▶ [Stored rows]
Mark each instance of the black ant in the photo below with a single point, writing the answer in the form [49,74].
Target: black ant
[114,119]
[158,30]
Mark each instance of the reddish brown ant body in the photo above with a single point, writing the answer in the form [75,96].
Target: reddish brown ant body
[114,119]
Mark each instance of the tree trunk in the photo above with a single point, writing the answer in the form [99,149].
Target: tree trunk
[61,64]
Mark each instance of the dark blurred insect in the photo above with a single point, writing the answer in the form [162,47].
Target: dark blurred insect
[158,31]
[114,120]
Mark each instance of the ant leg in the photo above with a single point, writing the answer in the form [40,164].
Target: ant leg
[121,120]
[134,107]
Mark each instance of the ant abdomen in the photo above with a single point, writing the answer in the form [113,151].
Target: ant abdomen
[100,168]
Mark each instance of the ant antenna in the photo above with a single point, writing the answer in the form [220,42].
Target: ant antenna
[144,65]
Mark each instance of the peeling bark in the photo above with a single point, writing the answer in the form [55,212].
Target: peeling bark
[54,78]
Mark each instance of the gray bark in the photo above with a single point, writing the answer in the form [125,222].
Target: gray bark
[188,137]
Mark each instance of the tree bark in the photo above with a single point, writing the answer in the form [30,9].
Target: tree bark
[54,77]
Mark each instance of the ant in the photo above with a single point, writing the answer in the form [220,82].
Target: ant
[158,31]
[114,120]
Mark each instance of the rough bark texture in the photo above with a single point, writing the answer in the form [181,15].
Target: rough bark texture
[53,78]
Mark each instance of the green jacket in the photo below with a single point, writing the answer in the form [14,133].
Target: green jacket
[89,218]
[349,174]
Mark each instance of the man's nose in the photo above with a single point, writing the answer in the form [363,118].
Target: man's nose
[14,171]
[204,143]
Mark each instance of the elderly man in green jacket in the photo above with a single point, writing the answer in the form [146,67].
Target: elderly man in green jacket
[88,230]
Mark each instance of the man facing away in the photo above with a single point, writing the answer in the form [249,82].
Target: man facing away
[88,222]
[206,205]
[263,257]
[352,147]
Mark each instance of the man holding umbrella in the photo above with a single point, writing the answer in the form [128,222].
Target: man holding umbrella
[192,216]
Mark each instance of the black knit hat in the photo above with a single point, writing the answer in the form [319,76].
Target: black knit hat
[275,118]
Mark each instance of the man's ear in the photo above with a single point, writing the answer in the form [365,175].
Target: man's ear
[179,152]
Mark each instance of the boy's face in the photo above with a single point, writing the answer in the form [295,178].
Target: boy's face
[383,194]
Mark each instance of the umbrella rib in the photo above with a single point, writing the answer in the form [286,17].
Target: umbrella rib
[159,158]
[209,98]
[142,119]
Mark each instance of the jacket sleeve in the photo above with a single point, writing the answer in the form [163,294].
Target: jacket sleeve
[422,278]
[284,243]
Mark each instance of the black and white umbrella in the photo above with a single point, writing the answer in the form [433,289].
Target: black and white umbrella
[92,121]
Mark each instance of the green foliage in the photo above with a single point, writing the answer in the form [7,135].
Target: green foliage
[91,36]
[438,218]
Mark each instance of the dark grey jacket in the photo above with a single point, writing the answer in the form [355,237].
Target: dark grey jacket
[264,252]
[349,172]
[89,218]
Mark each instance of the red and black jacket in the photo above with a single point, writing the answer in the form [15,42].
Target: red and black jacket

▶ [What the task asks] Format every line above as a Markdown table with two columns, Row and Line, numbering the rows in order and leaving out any blank lines.

▶ [Result for this task]
| Row | Line |
|---|---|
| 1 | Mark each instance of the black ant in the photo below with a single point, writing the answer in the form [49,74]. |
| 2 | Target: black ant |
| 3 | [114,119] |
| 4 | [158,30] |
| 5 | Mark each instance of the reddish brown ant body in the photo above with a single point, writing the answer in the form [75,96]. |
| 6 | Target: reddish brown ant body |
| 7 | [114,119] |
| 8 | Mark each instance of the tree trunk in the photo above with a single point, writing the answer in the form [99,149]. |
| 9 | Target: tree trunk |
| 10 | [61,64] |
| 11 | Mark each instance of the dark blurred insect in the photo above with a single point, writing the answer in the form [162,47]. |
| 12 | Target: dark blurred insect |
| 13 | [158,31] |
| 14 | [114,120] |
| 15 | Mark each instance of the ant leg in the photo above with a single point, writing the answer in the form [40,164]. |
| 16 | Target: ant leg |
| 17 | [121,120] |
| 18 | [134,107] |
| 19 | Mark each instance of the ant abdomen in the photo above with a single point, writing the answer in the form [113,151]. |
| 20 | Target: ant abdomen |
| 21 | [100,168] |
| 22 | Mark each instance of the ant antenna in the photo above with a single point, writing the answer in the form [220,42]. |
| 23 | Target: ant antenna |
| 24 | [144,65] |
| 25 | Mark each instance of the peeling bark in the photo above with a single point, writing the answer in the form [55,212]. |
| 26 | Target: peeling bark |
| 27 | [54,78] |
| 28 | Mark each instance of the gray bark in the photo above with a single point, writing the answer in the form [125,222]. |
| 29 | Target: gray bark |
| 30 | [188,137] |
| 31 | Mark each instance of the tree bark in the photo above with a single point, writing the answer in the form [30,9]. |
| 32 | Target: tree bark |
| 33 | [54,77] |
| 34 | Mark each instance of the ant in the photo above with a single point, writing the answer in the form [220,82]. |
| 35 | Target: ant |
| 36 | [158,31] |
| 37 | [114,120] |
| 38 | Mark each instance of the rough bark texture in the photo above with a single point, writing the answer in the form [181,15]. |
| 39 | Target: rough bark texture |
| 40 | [53,78] |
| 41 | Mark each instance of the green jacket in the photo below with a single point, writing the answer in the form [14,133]. |
| 42 | Target: green jacket |
| 43 | [89,218] |
| 44 | [349,174] |
| 45 | Mark each instance of the man's nose in the photo above with a single point, writing the answer in the form [363,118]. |
| 46 | Target: man's nose |
| 47 | [14,171] |
| 48 | [204,143] |
| 49 | Mark each instance of the elderly man in green jacket in the photo above with a single point, writing the answer in the form [146,67]. |
| 50 | Target: elderly man in green jacket |
| 51 | [88,230] |
| 52 | Mark each instance of the man facing away in the photo above with a single point, writing the answer in the form [249,82]. |
| 53 | Target: man facing away |
| 54 | [88,222] |
| 55 | [206,205] |
| 56 | [263,257] |
| 57 | [352,147] |
| 58 | Mark each instance of the man holding umbrella in the photo above with a single point, writing the answer in the form [128,222]. |
| 59 | Target: man holding umbrella |
| 60 | [192,216] |
| 61 | Mark each instance of the black knit hat in the photo above with a single point, writing the answer in the form [319,76]. |
| 62 | Target: black knit hat |
| 63 | [275,118] |
| 64 | Mark each instance of the man's ear in the photo above with a single point, writing the answer in the form [365,175]. |
| 65 | Target: man's ear |
| 66 | [179,152] |
| 67 | Mark each instance of the boy's face in the photo above with a single point, writing the answer in the form [295,178]. |
| 68 | Target: boy's face |
| 69 | [383,194] |
| 70 | Mark each instance of the umbrella rib in the photo above with a single point, writing the answer in the form [286,17]. |
| 71 | Target: umbrella rib |
| 72 | [159,158] |
| 73 | [209,98] |
| 74 | [142,119] |
| 75 | Mark each instance of the jacket sleeve in the photo above with a single point, writing the answer in the form [163,294]. |
| 76 | Target: jacket sleeve |
| 77 | [422,278] |
| 78 | [284,243] |
| 79 | Mark each instance of the black and white umbrella in the photo above with a single point, writing the answer in the form [433,289]. |
| 80 | Target: black and white umbrella |
| 81 | [92,121] |
| 82 | Mark each instance of the green foliage in the photo above with a single point, writing the answer in the form [7,135]. |
| 83 | Target: green foliage |
| 84 | [91,36] |
| 85 | [438,218] |
| 86 | Mark each instance of the dark grey jacket in the photo above with a single point, writing the answer in the form [355,237]. |
| 87 | Target: dark grey jacket |
| 88 | [264,252] |
| 89 | [349,172] |
| 90 | [89,218] |
| 91 | Mark each instance of the red and black jacket in the photo above with a single point, writing the answer in the form [15,42]. |
| 92 | Target: red and black jacket |